##### PROVIDED INFORMATION #####

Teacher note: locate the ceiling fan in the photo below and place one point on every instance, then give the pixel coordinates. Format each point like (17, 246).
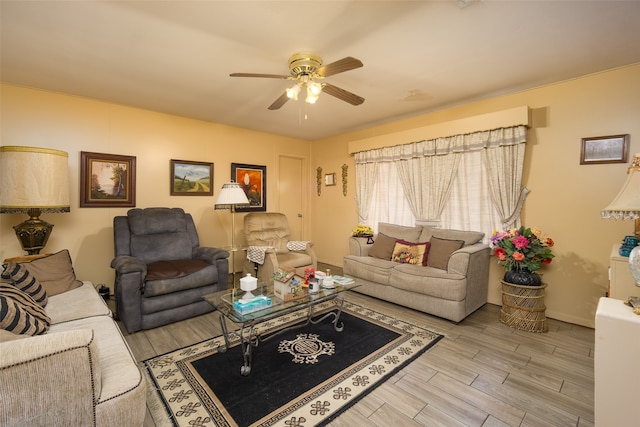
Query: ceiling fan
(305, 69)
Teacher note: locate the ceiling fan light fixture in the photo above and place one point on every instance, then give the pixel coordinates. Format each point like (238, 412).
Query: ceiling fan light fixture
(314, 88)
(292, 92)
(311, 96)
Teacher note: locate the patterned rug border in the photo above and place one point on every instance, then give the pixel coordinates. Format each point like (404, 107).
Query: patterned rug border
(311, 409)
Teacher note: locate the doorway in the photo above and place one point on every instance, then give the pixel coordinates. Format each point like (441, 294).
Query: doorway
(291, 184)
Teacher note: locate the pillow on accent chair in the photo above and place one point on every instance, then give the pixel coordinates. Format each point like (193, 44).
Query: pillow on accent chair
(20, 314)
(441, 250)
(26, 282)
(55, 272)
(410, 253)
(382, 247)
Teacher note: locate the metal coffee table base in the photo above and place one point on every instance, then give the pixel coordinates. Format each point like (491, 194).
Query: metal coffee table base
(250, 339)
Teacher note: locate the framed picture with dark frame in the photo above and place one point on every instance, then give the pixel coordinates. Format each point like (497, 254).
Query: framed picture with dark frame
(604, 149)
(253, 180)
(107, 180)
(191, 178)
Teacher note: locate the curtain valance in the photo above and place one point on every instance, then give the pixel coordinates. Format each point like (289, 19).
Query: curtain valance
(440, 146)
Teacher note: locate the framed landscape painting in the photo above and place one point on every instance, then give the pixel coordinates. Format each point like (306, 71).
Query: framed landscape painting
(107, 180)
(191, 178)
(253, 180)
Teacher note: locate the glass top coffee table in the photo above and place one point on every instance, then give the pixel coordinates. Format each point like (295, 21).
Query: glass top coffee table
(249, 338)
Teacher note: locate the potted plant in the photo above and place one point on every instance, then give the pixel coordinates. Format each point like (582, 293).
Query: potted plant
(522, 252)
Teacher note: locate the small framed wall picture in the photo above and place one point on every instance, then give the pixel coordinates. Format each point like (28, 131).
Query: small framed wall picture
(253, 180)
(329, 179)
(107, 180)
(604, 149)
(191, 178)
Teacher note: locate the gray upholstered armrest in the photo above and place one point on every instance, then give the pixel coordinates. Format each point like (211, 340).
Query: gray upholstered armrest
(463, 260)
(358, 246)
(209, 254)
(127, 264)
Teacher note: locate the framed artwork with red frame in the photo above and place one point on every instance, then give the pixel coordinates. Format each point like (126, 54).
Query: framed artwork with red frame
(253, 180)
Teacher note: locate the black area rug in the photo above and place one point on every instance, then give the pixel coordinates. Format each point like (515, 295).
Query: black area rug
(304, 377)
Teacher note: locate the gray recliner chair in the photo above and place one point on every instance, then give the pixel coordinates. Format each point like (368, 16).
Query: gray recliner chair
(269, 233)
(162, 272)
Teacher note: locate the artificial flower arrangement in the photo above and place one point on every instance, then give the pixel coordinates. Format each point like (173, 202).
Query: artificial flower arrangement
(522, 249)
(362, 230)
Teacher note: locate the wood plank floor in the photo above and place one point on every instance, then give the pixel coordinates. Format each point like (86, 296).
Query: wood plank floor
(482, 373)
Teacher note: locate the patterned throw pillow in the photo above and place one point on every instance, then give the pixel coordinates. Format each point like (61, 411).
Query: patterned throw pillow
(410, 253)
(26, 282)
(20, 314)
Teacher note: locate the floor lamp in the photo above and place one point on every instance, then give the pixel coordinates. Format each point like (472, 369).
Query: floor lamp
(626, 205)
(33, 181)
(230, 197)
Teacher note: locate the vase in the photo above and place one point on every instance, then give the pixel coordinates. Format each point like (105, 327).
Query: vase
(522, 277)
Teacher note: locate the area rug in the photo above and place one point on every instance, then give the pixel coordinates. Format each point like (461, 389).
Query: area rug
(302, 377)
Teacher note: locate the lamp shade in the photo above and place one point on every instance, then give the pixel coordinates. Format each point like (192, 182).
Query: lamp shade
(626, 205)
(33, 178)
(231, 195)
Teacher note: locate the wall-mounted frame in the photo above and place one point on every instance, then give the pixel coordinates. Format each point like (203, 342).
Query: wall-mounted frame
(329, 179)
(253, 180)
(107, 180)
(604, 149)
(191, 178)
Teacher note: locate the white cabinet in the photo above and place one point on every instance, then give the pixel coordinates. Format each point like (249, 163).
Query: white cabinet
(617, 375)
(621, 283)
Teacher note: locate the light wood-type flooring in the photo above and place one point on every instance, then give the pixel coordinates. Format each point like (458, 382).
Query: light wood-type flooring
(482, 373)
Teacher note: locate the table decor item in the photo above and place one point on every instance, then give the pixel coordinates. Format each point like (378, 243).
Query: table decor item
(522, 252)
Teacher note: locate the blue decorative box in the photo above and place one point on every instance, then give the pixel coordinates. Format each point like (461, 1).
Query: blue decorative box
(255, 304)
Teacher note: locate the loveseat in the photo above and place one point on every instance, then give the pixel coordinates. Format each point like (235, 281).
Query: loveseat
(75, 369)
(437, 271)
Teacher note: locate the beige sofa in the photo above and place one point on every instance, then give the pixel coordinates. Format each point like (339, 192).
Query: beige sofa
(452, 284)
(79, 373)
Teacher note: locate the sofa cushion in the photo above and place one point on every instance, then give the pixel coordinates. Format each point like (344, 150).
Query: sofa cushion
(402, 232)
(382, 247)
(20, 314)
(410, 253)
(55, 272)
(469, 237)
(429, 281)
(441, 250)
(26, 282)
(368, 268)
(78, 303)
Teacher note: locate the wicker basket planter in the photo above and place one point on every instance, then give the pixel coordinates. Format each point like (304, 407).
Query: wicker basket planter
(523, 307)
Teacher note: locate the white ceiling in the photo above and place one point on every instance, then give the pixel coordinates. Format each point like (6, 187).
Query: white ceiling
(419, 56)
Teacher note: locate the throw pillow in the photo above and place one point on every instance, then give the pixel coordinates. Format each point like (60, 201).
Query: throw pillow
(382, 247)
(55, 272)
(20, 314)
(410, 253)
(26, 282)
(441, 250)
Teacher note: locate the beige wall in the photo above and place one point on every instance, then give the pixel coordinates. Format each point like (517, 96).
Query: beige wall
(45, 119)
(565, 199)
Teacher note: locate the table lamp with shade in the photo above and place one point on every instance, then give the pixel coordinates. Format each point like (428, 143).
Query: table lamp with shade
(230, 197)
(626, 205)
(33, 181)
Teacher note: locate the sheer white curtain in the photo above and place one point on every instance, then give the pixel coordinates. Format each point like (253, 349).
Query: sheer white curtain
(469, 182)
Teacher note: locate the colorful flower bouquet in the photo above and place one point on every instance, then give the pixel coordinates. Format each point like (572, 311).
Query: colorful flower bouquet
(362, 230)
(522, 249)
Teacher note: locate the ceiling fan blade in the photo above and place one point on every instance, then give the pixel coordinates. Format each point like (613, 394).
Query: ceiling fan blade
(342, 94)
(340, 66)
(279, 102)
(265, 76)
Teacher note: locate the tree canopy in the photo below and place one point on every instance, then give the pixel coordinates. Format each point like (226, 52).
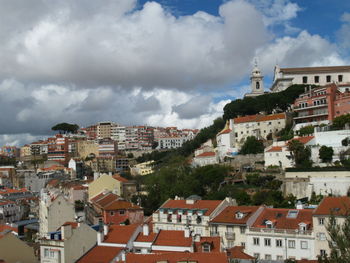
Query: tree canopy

#####

THE TASK> Within the records, filter for lines that contain the word "canopy" and show each one.

EXERCISE RESULT>
Teacher note: locate the tree canopy in the photo below and place one point on every instance, then give the pixel coordinates. Format each point like (226, 52).
Query: tree canopy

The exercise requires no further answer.